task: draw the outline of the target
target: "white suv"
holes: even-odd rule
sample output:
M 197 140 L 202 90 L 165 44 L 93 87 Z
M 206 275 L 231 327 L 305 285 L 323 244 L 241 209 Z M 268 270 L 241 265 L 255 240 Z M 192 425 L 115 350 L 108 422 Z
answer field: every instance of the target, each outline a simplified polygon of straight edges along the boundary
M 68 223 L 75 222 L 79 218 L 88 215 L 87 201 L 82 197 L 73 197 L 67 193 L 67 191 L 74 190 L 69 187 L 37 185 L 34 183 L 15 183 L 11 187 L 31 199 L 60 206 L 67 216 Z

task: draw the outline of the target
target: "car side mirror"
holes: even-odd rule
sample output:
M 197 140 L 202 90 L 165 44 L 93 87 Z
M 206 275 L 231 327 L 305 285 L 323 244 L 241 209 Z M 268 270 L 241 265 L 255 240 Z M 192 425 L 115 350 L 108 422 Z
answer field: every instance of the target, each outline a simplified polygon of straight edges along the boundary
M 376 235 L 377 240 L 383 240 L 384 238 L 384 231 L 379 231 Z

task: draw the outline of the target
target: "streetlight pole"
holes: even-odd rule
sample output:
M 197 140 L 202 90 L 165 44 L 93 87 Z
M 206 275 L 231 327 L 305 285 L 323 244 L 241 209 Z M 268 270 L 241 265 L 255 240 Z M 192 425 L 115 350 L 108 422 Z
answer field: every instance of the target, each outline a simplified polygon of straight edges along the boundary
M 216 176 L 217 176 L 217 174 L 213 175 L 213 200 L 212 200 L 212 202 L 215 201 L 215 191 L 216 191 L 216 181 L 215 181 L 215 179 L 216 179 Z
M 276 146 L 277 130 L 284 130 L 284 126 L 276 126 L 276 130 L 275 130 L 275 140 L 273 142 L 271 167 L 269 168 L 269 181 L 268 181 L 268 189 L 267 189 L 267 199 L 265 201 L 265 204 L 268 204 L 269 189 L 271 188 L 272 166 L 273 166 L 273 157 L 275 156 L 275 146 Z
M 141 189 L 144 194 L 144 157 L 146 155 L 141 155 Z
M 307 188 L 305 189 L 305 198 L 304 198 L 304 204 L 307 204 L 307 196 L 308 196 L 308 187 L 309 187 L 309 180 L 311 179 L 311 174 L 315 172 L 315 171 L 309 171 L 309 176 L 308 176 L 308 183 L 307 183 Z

• _DESCRIPTION OF THE TASK_
Output the full set of entries exactly as they were given.

• _RESPONSE BELOW_
task: draw the outline of the target
target: "white suv"
holes: even-odd rule
sample output:
M 197 140 L 202 90 L 165 44 L 93 87 Z
M 206 275 L 231 327 L 305 285 L 323 244 L 241 209 Z M 268 270 L 241 265 L 255 240 Z M 192 425 L 115 350 L 108 422 Z
answer field: every instance of the target, each outline a simplified polygon of straight edges along the boundary
M 68 223 L 75 222 L 79 218 L 88 215 L 87 201 L 82 197 L 73 197 L 67 193 L 67 191 L 74 190 L 69 187 L 37 185 L 34 183 L 15 183 L 11 187 L 31 199 L 60 206 L 67 216 Z

task: draw the outline of the target
target: "car side mirror"
holes: even-odd rule
sample output:
M 197 140 L 202 90 L 165 44 L 93 87 Z
M 206 275 L 231 327 L 305 285 L 323 244 L 241 209 Z M 268 270 L 241 265 L 255 240 Z M 192 425 L 115 350 L 108 422 Z
answer field: every instance of the target, each outline a simplified polygon of straight edges along the boundary
M 376 235 L 377 240 L 383 240 L 384 238 L 384 231 L 379 231 Z

task: draw the outline of the target
target: "streetlight pole"
holes: even-odd rule
sample output:
M 197 140 L 202 90 L 165 44 L 93 87 Z
M 206 275 L 231 327 L 305 285 L 323 244 L 241 209 Z M 268 270 L 241 265 L 255 240 Z M 192 425 L 115 350 L 108 422 Z
answer field: every instance of the target, each outline a simplified polygon of straight edges along the boundary
M 216 176 L 217 176 L 217 174 L 213 175 L 213 200 L 212 200 L 212 202 L 215 201 L 215 191 L 216 191 L 216 181 L 215 181 L 215 179 L 216 179 Z
M 276 146 L 277 130 L 284 130 L 284 126 L 276 126 L 276 130 L 275 130 L 275 140 L 273 142 L 271 167 L 269 168 L 269 181 L 268 181 L 268 189 L 267 189 L 267 199 L 265 201 L 265 204 L 268 204 L 269 189 L 271 188 L 272 166 L 273 166 L 273 157 L 275 156 L 275 146 Z
M 141 189 L 144 194 L 144 157 L 146 155 L 141 155 Z
M 307 188 L 305 189 L 305 198 L 304 198 L 304 204 L 307 204 L 307 196 L 308 196 L 308 187 L 309 187 L 309 180 L 311 179 L 311 174 L 315 172 L 315 171 L 309 171 L 309 176 L 308 176 L 308 183 L 307 183 Z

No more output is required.